◆ **What is required**
Find the lines below holding the word "instance" and copy each of them.

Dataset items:
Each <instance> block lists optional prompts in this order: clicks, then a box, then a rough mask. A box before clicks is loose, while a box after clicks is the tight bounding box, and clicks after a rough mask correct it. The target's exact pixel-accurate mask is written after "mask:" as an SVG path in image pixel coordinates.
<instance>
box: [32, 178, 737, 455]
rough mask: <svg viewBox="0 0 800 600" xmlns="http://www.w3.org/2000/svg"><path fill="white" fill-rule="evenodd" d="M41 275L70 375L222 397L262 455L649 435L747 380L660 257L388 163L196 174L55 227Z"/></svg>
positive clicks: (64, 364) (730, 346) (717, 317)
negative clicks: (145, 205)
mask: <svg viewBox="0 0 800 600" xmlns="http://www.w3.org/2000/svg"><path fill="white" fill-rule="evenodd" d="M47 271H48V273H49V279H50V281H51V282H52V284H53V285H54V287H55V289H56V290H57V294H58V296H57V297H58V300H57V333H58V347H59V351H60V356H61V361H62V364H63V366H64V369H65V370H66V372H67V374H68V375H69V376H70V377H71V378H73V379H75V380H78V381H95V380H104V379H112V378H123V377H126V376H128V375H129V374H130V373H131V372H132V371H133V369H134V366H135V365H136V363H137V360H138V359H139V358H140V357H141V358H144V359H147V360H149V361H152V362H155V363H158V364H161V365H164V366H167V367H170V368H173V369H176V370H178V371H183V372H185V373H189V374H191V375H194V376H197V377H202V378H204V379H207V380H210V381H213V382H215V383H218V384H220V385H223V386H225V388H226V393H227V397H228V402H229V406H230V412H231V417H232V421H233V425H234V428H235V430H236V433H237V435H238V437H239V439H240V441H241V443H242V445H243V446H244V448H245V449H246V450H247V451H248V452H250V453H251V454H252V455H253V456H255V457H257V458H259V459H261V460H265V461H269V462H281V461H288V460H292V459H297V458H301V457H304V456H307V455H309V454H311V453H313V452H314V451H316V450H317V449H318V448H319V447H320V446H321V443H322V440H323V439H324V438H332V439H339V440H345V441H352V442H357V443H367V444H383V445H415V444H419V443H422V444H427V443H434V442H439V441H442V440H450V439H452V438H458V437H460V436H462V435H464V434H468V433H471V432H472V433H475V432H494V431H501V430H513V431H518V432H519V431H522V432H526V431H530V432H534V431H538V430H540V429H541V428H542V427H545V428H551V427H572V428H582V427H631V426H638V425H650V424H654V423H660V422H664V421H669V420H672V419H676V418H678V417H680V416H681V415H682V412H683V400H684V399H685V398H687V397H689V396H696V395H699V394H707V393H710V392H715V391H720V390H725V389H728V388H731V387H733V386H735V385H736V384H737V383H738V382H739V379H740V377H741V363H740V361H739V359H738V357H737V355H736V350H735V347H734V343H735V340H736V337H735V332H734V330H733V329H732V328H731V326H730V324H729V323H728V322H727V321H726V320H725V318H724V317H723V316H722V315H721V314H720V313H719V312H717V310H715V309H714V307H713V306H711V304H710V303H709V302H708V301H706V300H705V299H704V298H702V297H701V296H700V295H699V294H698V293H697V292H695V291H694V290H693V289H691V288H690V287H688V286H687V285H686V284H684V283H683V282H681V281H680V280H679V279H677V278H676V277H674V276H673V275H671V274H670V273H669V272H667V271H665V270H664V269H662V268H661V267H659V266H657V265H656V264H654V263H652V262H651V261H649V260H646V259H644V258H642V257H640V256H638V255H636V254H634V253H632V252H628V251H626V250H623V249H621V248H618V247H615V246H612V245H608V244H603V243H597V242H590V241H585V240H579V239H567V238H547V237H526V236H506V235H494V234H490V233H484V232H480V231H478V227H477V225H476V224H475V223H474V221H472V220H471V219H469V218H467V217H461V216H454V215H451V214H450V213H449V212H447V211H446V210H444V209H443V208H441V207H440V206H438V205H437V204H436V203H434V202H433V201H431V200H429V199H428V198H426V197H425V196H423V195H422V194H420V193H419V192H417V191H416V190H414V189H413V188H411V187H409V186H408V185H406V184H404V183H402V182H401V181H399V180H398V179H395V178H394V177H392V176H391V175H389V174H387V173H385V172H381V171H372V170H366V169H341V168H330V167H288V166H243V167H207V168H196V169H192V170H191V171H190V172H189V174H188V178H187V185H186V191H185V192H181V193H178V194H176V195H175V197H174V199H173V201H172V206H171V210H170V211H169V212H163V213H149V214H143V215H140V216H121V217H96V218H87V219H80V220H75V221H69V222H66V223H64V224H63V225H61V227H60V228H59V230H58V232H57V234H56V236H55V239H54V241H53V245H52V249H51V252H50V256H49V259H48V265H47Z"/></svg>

◆ **Result**
Each <instance> block lists optional prompts in this order: clicks, then a box, then a rough mask. A box before clicks is loose, while a box after clicks is the tight bounding box, and clicks after a rough mask correct it. The target's exact pixel-accurate mask is written after "mask:" as an SVG path in image pixel coordinates.
<instance>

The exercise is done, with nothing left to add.